Metin Bölümü:
A.Kuytul ise çok enteresan bir adam, Son 2 yıldır felan işi gücü bıraktı AK Parti aleyhine konuşma yapmaktan başka bir şey yapmıyor. Bir din adamının işi siyasetmidir. Kendi işini yap ilmini yay, senin işin Erdoğan'ın kadınlarla tokalaşmasını eleştirmek değil. Senin işin Ak Parti'yi Müslümanlara zulm eden bir odak olduğunu anlatmak değil, işin buysa siyasi parti kur siyaset yap.

Gelelim Adnan Oktar'a ben bu adamın Müslümanlıkla uzaktan yakından alakası olduğunu düşünmüyorum, adam TV şovmeni gibi bir şey. Etrafında açık seçik kadınlar, konuştukları cümleler yaptıkları programlar dine zarar veren ahlak dışı işler.

Mal varlıklarına el koymaya gelirsek. Bizim ceza kanunumuzda zaten, bir suçun geliri varsa bu gelire devlet tarafından el koyulabilir. Eğer bu şahıslar mal varlıklarını bir suç işleyerek, ahlak dışı bir faaliyet yürüterek elde etmişse bunun gelirine el koyulur.
Birisi din simsarlığından, insanları aldatarak bir malvarlığı edinmişse devletin buna el koyması gayet hukukidir.

TCK Madde 54
İyiniyetli üçüncü kişilere ait olmamak koşuluyla, kasıtlı bir suçun işlenmesinde kullanılan veya suçun işlenmesine tahsis edilen ya da suçtan meydana gelen eşyanın müsaderesine hükmolunur. Suçun işlenmesinde kullanılmak üzere hazırlanan eşya, kamu güvenliği, kamu sağlığı veya genel ahlak açısından tehlikeli olması durumunda müsadere edilir.
TCK Madde 55
Suçun işlenmesi ile elde edilen veya suçun konusunu oluşturan ya da suçun işlenmesi için sağlanan maddi menfaatler ile bunların değerlendirilmesi veya dönüştürülmesi sonucu ortaya çıkan ekonomik kazançların müsaderesine karar verilir. Bu fıkra hükmüne göre müsadere kararı verilebilmesi için maddi menfaatin suçun mağduruna iade edilememesi gerekir.

Verilen Satırlar:
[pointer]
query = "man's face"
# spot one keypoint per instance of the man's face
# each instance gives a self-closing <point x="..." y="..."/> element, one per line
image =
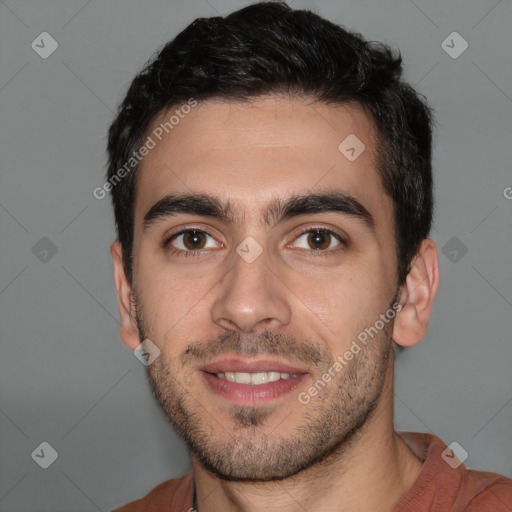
<point x="252" y="305"/>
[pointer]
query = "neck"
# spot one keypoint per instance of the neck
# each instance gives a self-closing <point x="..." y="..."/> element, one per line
<point x="375" y="459"/>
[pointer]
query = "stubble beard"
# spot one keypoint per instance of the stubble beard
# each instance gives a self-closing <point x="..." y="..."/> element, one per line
<point x="245" y="451"/>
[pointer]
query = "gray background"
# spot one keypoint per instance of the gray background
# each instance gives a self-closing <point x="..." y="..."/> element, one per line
<point x="66" y="378"/>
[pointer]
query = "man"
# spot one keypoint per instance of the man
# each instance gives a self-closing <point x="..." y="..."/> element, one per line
<point x="272" y="187"/>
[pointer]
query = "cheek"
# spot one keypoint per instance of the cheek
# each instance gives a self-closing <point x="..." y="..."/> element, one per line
<point x="337" y="301"/>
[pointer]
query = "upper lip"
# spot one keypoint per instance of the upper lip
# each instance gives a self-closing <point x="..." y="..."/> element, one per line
<point x="237" y="364"/>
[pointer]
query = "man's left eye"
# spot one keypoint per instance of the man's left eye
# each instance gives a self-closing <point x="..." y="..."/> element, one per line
<point x="318" y="239"/>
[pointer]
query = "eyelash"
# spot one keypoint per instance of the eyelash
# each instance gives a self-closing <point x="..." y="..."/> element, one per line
<point x="194" y="254"/>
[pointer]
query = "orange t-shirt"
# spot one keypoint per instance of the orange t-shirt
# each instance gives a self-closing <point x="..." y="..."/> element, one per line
<point x="438" y="488"/>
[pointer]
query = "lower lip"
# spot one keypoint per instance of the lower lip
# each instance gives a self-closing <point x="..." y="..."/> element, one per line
<point x="246" y="394"/>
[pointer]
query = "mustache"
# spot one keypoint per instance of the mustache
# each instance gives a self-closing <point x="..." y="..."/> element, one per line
<point x="265" y="342"/>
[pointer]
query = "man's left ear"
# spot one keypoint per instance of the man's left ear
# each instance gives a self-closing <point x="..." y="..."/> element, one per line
<point x="417" y="296"/>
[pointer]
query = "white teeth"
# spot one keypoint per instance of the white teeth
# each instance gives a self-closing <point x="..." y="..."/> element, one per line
<point x="254" y="379"/>
<point x="273" y="376"/>
<point x="259" y="378"/>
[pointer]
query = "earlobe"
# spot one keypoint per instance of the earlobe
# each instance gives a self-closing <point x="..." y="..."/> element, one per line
<point x="417" y="296"/>
<point x="129" y="333"/>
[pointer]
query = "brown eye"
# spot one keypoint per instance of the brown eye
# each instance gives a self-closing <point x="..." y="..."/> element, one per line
<point x="319" y="240"/>
<point x="192" y="240"/>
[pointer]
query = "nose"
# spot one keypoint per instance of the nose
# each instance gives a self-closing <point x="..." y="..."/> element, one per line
<point x="251" y="297"/>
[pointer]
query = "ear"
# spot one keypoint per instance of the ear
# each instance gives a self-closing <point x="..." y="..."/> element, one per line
<point x="129" y="333"/>
<point x="417" y="296"/>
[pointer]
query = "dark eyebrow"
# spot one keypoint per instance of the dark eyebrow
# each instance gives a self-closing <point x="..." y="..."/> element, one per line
<point x="280" y="209"/>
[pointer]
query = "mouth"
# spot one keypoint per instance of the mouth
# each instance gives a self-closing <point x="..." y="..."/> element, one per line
<point x="251" y="382"/>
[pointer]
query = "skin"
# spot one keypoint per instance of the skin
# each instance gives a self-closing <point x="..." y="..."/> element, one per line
<point x="295" y="301"/>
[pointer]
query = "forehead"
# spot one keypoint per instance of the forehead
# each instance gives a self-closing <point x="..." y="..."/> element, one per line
<point x="252" y="152"/>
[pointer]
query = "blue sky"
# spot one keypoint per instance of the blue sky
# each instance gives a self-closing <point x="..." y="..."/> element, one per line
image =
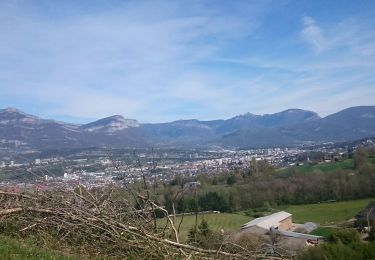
<point x="159" y="61"/>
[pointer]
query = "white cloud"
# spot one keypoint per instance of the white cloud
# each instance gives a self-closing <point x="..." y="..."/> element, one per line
<point x="313" y="35"/>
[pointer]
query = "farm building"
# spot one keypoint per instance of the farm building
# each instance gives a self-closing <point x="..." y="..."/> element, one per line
<point x="278" y="228"/>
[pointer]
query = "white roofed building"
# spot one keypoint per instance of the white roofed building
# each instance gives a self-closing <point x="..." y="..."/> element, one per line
<point x="281" y="220"/>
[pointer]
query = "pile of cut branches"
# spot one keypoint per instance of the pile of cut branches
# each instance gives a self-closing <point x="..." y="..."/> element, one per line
<point x="104" y="223"/>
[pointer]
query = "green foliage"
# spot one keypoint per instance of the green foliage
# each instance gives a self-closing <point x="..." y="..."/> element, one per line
<point x="13" y="249"/>
<point x="323" y="231"/>
<point x="217" y="222"/>
<point x="360" y="157"/>
<point x="203" y="236"/>
<point x="345" y="236"/>
<point x="326" y="213"/>
<point x="331" y="251"/>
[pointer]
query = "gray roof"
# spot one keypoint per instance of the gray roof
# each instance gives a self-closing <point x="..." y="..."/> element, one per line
<point x="269" y="221"/>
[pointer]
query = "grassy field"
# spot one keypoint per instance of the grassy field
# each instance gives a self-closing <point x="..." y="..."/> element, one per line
<point x="217" y="222"/>
<point x="322" y="167"/>
<point x="326" y="213"/>
<point x="12" y="249"/>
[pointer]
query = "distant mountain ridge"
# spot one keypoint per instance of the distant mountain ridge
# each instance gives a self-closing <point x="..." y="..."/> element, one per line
<point x="289" y="127"/>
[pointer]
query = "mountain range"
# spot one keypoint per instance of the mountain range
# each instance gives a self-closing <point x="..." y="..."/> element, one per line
<point x="290" y="127"/>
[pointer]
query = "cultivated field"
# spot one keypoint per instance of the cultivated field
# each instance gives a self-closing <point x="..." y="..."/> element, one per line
<point x="13" y="249"/>
<point x="225" y="221"/>
<point x="326" y="213"/>
<point x="322" y="213"/>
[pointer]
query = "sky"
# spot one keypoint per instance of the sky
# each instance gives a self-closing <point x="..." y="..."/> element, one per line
<point x="159" y="61"/>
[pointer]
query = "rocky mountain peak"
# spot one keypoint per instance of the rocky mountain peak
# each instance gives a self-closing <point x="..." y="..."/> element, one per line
<point x="110" y="124"/>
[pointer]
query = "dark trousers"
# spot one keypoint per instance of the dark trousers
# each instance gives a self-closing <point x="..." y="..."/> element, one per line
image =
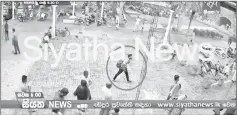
<point x="6" y="35"/>
<point x="121" y="71"/>
<point x="16" y="47"/>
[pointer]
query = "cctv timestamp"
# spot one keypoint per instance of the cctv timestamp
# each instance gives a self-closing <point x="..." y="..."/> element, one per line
<point x="52" y="3"/>
<point x="32" y="104"/>
<point x="29" y="95"/>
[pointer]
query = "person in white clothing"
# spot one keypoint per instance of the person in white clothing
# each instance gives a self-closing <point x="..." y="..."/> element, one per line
<point x="175" y="89"/>
<point x="226" y="70"/>
<point x="137" y="24"/>
<point x="87" y="78"/>
<point x="46" y="38"/>
<point x="117" y="21"/>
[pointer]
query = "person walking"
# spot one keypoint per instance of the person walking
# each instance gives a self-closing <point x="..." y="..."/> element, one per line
<point x="83" y="93"/>
<point x="122" y="65"/>
<point x="108" y="96"/>
<point x="86" y="77"/>
<point x="117" y="21"/>
<point x="6" y="31"/>
<point x="59" y="96"/>
<point x="230" y="40"/>
<point x="174" y="90"/>
<point x="24" y="85"/>
<point x="15" y="42"/>
<point x="137" y="24"/>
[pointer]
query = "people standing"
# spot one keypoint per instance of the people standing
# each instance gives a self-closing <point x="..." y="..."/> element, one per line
<point x="178" y="111"/>
<point x="122" y="65"/>
<point x="117" y="21"/>
<point x="6" y="31"/>
<point x="26" y="88"/>
<point x="142" y="26"/>
<point x="83" y="93"/>
<point x="86" y="77"/>
<point x="108" y="96"/>
<point x="24" y="85"/>
<point x="137" y="24"/>
<point x="59" y="96"/>
<point x="230" y="41"/>
<point x="174" y="90"/>
<point x="15" y="42"/>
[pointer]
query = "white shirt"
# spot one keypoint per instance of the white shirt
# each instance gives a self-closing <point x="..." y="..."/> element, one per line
<point x="46" y="38"/>
<point x="88" y="80"/>
<point x="226" y="69"/>
<point x="107" y="92"/>
<point x="42" y="15"/>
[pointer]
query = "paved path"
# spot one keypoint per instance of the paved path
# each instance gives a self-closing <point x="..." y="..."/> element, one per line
<point x="13" y="66"/>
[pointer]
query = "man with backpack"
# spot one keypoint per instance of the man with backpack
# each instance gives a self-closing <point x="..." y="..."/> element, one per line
<point x="60" y="96"/>
<point x="122" y="65"/>
<point x="83" y="93"/>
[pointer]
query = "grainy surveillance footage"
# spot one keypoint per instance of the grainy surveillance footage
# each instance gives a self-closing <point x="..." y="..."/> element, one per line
<point x="118" y="58"/>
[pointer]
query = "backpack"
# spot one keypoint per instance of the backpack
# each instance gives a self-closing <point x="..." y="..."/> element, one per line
<point x="119" y="63"/>
<point x="82" y="93"/>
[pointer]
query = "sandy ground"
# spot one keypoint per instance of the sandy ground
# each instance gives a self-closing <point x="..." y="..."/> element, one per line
<point x="68" y="74"/>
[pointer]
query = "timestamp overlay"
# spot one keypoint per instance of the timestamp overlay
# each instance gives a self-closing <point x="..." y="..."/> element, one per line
<point x="147" y="57"/>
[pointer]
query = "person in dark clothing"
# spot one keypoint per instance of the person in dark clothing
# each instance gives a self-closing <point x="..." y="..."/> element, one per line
<point x="15" y="42"/>
<point x="59" y="95"/>
<point x="82" y="92"/>
<point x="6" y="31"/>
<point x="123" y="68"/>
<point x="230" y="41"/>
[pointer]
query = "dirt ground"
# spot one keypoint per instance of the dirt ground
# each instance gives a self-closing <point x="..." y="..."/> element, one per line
<point x="158" y="80"/>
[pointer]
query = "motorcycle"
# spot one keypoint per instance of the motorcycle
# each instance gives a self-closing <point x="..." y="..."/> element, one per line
<point x="220" y="52"/>
<point x="63" y="32"/>
<point x="43" y="17"/>
<point x="79" y="21"/>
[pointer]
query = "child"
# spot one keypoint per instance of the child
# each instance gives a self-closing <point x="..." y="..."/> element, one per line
<point x="115" y="112"/>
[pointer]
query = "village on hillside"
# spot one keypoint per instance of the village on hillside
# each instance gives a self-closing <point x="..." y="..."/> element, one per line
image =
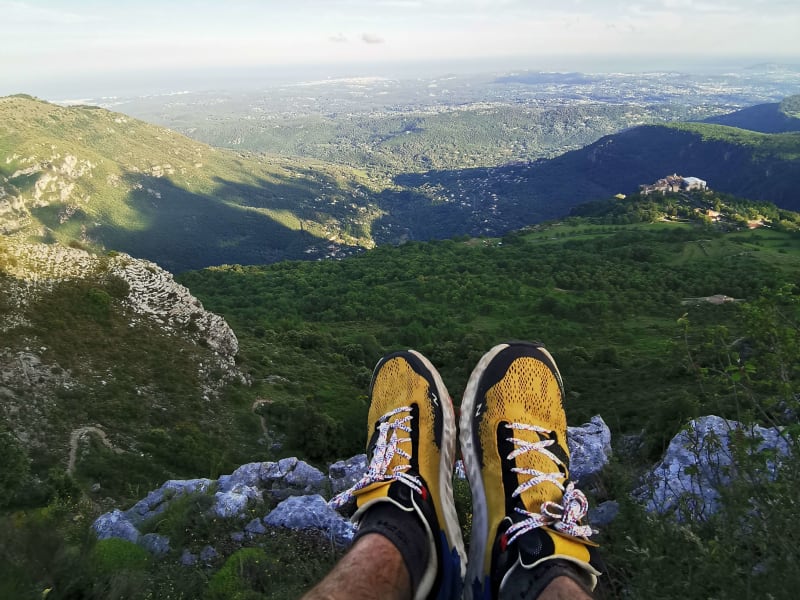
<point x="674" y="183"/>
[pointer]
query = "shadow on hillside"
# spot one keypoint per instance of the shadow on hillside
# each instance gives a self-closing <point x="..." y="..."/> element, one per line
<point x="511" y="196"/>
<point x="184" y="230"/>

Talimat A: Din adamları ve müsadere üzerine metinde TCK Madde 55 uyarınca müsadere kararı verilebilmesi için hangi koşul aranmaktadır?
Talimat B: Din adamları ve müsadere üzerine metni, son cümlesinden sonra gelecek biçimde sürdürünüz.

Yanıt A: Maddi menfaatin suçun mağduruna iade edilememesi gerekir.

Yanıt B:
5549 sayılı Suç Gelirlerinin Aklanmasının Önlenmesi Hakkında Kanun Madde 17
(1)Aklama ve terörün finansmanı suçunun işlendiğine dair kuvvetli şüphe bulunan hallerde 5271 sayılı Ceza Muhakemesi Kanununun 128 inci maddesindeki usûle göre malvarlığı değerlerine elkonulabilir.

(2) Gecikmesinde sakınca bulunan hallerde Cumhuriyet savcısı da el koyma kararı verebilir. Hâkim kararı olmaksızın yapılan elkoyma işlemi yirmidört saat içinde görevli hâkimin onayına sunulur. Hâkim en geç yirmidört saat içinde onaylanıp onaylanmamasına karar verir. Onaylanmama halinde Cumhuriyet savcılığının kararı hükümsüz kalır.


CMK 128

MADDE 128 - (1) Soruşturma veya kovuşturma konusu suçun işlendiğine ve bu suçlardan elde edildiğine dair somut delillere dayanan kuvvetli şüphe sebebi bulunan hallerde, şüpheli veya sanığa ait;(1) a) Taşınmazlara,
b) Kara, deniz veya hava ulaşım araçlarına,
c) Banka veya diğer malî kurumlardaki her türlü hesaba,
d) Gerçek veya tüzel kişiler nezdindeki her türlü hak ve alacaklara,
e) Kıymetli evraka,
f) Ortağı bulunduğu şirketteki ortaklık paylarına,
g) Kiralık kasa mevcutlarına,
h) Diğer malvarlığı değerlerine,
Elkonulabilir. Somut olarak belirlenen Bu taşınmaz, hak, alacak ve diğer malvarlığı değerlerinin şüpheli veya sanıktan başka bir kişinin zilyetliğinde bulunması halinde dahi, elkoyma işlemi yapılabilir. (Ek üç cümle: 21/2/2014 - 6526/10 md.) Bu madde kapsamında elkoyma kararı alınabilmesi için ilgisine göre Bankacılık Düzenleme ve Denetleme Kurumu, Sermaye Piyasası Kurulu, Mali Suçları Araştırma Kurulu, Hazine Müsteşarlığı ve Kamu Gözetimi, Muhasebe ve Denetim Standartları Kurumundan, suçtan elde edilen değere ilişkin rapor alınır. Bu rapor en geç üç ay içinde hazırlanır. Özel sebepler zorunlu kıldığında bu süre talep üzerine iki ay daha uzatılabilir.(2)
(2) Birinci fıkra hükmü;
a) Türk Ceza Kanununda tanımlanan;
1. Soykırım ve insanlığa karşı suçlar (madde 76, 77, 78),
2. Göçmen kaçakçılığı ve insan ticareti (madde 79, 80) ile organ veya doku ticareti (madde 91), (3)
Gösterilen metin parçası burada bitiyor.